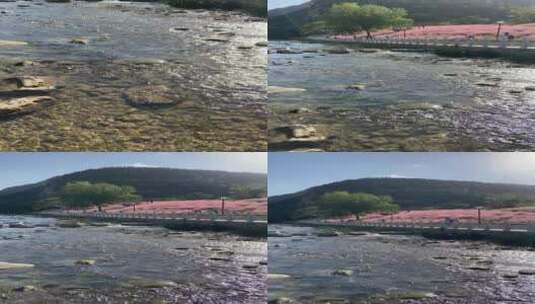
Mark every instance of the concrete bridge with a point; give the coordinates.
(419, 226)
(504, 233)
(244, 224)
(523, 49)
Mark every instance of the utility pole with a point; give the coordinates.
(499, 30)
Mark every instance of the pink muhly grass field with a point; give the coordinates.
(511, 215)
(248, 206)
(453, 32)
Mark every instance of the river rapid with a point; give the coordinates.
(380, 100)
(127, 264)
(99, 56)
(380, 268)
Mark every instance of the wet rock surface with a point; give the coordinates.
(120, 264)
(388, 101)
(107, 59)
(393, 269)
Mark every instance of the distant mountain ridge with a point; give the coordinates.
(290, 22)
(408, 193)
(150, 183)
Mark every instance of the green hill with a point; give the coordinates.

--

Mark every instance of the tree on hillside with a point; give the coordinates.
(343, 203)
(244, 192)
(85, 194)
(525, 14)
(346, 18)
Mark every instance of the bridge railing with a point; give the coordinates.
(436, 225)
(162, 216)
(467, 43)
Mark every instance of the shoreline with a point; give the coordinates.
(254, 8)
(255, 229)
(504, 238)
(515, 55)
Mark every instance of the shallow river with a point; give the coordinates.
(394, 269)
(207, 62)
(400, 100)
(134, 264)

...

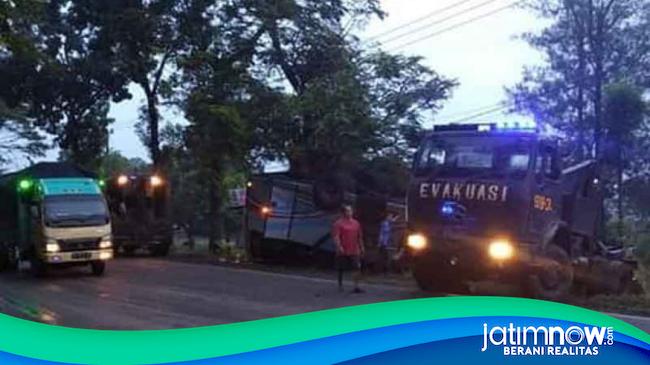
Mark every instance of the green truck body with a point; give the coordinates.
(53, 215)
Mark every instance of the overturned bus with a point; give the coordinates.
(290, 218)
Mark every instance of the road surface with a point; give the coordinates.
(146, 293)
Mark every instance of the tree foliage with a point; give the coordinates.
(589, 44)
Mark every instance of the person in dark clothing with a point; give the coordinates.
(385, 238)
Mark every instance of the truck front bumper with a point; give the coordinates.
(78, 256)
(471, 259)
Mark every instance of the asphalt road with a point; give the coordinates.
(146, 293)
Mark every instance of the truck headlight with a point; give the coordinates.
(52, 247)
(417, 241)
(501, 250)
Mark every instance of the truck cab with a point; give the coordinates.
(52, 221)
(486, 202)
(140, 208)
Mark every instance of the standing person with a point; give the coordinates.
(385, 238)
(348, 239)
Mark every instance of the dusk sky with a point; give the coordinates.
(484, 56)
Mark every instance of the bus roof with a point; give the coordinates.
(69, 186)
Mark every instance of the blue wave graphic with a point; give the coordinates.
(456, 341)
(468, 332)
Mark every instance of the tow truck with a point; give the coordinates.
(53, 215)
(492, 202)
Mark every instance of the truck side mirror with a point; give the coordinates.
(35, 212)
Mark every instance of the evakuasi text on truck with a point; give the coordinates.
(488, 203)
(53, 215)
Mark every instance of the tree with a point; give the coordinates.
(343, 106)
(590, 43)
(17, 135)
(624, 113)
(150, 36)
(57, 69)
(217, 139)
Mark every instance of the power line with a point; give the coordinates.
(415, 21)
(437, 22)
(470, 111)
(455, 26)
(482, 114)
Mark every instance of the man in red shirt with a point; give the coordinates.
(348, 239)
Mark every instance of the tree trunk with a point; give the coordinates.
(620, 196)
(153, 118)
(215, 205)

[Task prompt]
In the listing above, find the line with "Mark every instance of the concrete" and the line with "Mark every instance of the green hill"; output exactly those lines and all lines between them.

[Answer section]
Mark every instance of the concrete bridge with a point; give the coordinates.
(419, 226)
(504, 233)
(244, 224)
(523, 49)
Mark every instance of the utility pole with a point; give the coordinates.
(499, 30)
Mark every instance of the pink muhly grass field with a point; give the coordinates.
(511, 215)
(248, 206)
(453, 32)
Mark every instance of the river rapid with a point; give the coordinates.
(380, 100)
(127, 264)
(99, 56)
(380, 268)
Mark every instance of the wet rock surface with a point; give the coordinates.
(120, 264)
(388, 101)
(107, 59)
(393, 269)
Mark every instance of the distant mountain ridge with a point; give the coordinates.
(290, 22)
(408, 193)
(150, 183)
Mark every instance of the green hill with a point; give the coordinates.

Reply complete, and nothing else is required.